> **Required tasks**:
1. Translate this sentence from the x42 update notes into Spanish: "The main section titles have already gone up, and I'll be filling in the missing wiki pages as I can."
2. Answer these from the x42 update notes:
(a) In the 01-Jun-2007 entry, how is the rotation data track now stored?
(b) According to the 10-Jul-2006 entry, what had been completely forgotten?
(c) In the 18-May-2006 entry, how many new streams was the vertex data split into?

And I'm adding new features all the time.
09-Aug-2007
The exporter just got a major upgrade with a vastly improved triangle grouping algorithm that significantly reduces the number of final groups (each of which displays much better adjacency characteristics).
01-Jun-2007
Anyone that's been following the commit log recently will note a flurry of activity in the x42make and x42maya projects, along with some minor loader code updates in libx42. Here's a breakdown of what's changed:
- Interior bones (those that have no tags or influences attached to them) are now collapsed into their children. This shaves off a large number of bones when working with a complex rig that includes a lot of helper nodes.
- Constant bones (those that have constant-valued animation tracks) are now collapsed into their children (including child bones, attached influences, and any attached tags). Again, this trims off a lot of helper nodes (for example the root-offset bone is no longer exported).
- The rotation data track is now stored as 4 shorts rather than as 4 floats. This has shaved quite a bit off of the file size since any complex model's animation data is mostly rotation.
- The model format now allows the normals, tangent basis, and attribute (texture coordinates and vertex colors) data chunks to be omitted. This can save quite a bit of file space if you don't need that data.
30-Apr-2007
Been a long time since I posted an update on this site. A lot's been done with the x42 format since the last update. We now have an open-source runtime x42 implementation and a dedicated x42 exporter available on the site.
21-Jul-2006
Been a while since I updated this site (as though you couldn't tell by the date). Anyways, as we move closer to publishing a ton of code, I'm finally taking the time to document the x42 format and write up a mini-tutorial on how to actually integrate it into a Quake 3 (or any) engine.
The main section titles have already gone up, and I'll be filling in the missing wiki pages as I can.
Stay tuned for more!
10-Jul-2006
Turns out I'd completely forgotten to run x42 models through mesh strip generation, so the generated triangles were pretty much random (for all I know). This has now been fixed.
13-Jun-2006
Testing with various character models showed that the default track cleaning code was a bit too aggressive on rotations. I've decreased the tolerance for rotation track cleanup and changed the cleanup algorithm slightly to compensate. This has made the test cases look much better. The cost is increased file size.
18-May-2006
As promised, x42 now has a new format. All of the old info is still in the file except that the vertex data has been split into multiple streams. The four new streams are:
- Position and weighting information.
- Normal.
- Tangent, bitangent, with the value of dot( normal, cross( tangent, bitangent ) ), which is always plus or minus 1, packed into the w coordinate of each.
- Texture coordinate and color.

> **Dataset content**:

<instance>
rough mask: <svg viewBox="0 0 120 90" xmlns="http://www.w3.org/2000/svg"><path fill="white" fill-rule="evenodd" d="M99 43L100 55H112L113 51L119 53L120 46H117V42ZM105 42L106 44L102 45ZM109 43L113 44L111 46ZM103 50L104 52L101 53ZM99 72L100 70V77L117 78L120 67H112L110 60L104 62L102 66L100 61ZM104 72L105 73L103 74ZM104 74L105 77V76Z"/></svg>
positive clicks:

> **Solutions to the tasks**:
1. Los títulos de las secciones principales ya están publicados, y iré completando las páginas de la wiki que faltan a medida que pueda.

2.
(a) As 4 shorts rather than as 4 floats.
(b) Running x42 models through mesh strip generation.
(c) Four.